**Work instructions**
Starting at the line that contains "Wildlife-survey tagging: tag each instance of the orange" and going through the end of the material, write out every line again with each point coordinate scaled by 0.35 and rounded to a whole number, halves rounded up, leaving all other text unchanged.

[Records from a dataset]

________________________________________

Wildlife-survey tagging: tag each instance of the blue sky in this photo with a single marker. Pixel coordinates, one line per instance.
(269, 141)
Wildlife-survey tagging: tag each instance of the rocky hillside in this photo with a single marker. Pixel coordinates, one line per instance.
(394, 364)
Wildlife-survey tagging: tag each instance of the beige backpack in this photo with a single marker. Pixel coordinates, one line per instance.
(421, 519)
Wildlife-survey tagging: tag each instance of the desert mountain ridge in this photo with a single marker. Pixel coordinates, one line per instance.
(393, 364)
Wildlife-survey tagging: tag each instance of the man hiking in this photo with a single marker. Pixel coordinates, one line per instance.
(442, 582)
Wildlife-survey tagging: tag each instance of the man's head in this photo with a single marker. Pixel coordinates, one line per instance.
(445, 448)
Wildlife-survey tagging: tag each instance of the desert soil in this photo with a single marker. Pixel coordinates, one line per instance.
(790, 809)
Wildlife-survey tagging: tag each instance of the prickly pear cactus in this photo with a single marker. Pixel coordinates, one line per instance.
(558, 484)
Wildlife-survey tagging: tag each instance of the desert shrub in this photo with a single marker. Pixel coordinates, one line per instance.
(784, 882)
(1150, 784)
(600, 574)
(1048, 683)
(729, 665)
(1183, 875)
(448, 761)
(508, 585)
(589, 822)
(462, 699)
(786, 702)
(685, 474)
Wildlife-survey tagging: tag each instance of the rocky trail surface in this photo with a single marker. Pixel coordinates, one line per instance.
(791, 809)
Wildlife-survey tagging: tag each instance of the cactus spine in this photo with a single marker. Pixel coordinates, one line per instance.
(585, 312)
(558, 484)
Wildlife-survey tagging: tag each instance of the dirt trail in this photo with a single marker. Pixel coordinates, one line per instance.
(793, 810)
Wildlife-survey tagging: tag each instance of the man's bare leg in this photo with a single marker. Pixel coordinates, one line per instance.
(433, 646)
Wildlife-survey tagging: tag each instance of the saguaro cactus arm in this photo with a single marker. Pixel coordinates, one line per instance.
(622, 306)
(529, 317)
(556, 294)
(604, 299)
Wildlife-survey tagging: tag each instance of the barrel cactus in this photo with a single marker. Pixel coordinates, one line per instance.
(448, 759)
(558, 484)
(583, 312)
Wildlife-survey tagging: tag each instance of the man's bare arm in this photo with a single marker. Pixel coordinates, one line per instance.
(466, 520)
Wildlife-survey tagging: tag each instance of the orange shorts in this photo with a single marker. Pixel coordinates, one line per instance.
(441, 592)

________________________________________

**Exercise answer**
Wildlife-survey tagging: tag each instance of the orange shorts in this photo with a single marker. Pixel coordinates, one line per instance.
(154, 207)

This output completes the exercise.